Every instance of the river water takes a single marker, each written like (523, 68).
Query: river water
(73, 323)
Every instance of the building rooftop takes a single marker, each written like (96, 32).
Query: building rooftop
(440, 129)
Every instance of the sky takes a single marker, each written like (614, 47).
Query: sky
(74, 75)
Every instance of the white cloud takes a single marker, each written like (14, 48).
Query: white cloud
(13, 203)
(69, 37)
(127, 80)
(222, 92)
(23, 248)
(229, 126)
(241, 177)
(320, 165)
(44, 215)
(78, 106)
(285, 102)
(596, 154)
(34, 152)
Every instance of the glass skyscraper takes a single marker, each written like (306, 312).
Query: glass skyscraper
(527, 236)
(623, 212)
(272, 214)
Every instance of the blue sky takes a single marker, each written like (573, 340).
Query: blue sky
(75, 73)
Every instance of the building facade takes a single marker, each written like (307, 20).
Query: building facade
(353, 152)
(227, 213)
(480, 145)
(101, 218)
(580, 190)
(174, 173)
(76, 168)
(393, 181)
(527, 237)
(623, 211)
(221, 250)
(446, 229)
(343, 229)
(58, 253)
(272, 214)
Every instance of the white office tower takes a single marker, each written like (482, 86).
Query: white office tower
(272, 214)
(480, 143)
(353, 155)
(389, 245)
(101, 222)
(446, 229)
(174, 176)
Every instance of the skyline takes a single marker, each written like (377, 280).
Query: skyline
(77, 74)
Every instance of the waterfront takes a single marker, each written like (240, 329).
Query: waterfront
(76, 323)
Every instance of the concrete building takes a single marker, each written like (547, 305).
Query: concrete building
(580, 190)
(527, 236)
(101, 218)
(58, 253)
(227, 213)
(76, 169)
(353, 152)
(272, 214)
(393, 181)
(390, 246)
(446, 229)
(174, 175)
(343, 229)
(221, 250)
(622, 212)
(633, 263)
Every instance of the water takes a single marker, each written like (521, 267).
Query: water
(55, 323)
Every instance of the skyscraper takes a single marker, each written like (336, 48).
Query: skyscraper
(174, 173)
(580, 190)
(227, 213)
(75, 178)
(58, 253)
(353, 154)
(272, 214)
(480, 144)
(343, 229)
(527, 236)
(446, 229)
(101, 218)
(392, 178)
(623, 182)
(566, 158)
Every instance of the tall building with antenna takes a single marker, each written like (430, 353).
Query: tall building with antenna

◇ ◇ ◇ ◇ ◇

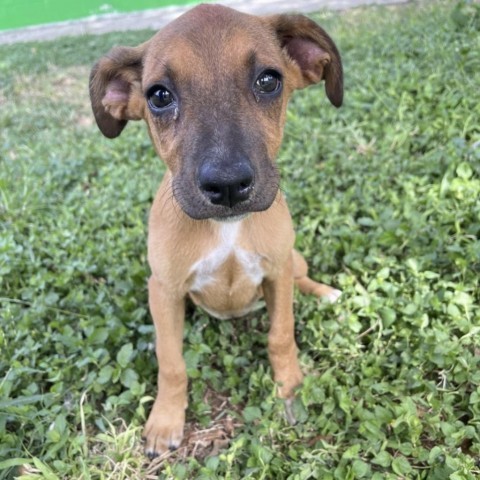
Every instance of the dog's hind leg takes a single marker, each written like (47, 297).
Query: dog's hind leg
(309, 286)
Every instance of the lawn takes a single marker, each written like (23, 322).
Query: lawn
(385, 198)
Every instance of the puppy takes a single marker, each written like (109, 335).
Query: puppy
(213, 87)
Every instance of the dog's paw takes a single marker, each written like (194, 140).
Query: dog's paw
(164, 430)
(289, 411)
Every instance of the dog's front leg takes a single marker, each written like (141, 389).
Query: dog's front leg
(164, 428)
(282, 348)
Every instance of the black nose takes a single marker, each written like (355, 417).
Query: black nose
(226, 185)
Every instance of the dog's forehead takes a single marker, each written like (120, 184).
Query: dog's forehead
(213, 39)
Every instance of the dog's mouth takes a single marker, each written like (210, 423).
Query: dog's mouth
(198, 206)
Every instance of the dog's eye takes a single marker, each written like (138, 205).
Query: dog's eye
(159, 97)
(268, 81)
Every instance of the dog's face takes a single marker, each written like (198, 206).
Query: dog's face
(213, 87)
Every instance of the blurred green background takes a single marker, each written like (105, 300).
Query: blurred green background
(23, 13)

◇ ◇ ◇ ◇ ◇

◆ **What to work on**: Pull out every line of the entries above that contains the word "forehead", and copy each one in full.

◆ **Response to this exercise**:
Every instance of the dog's forehead takes a single marker, each written like (120, 184).
Query: dog's forehead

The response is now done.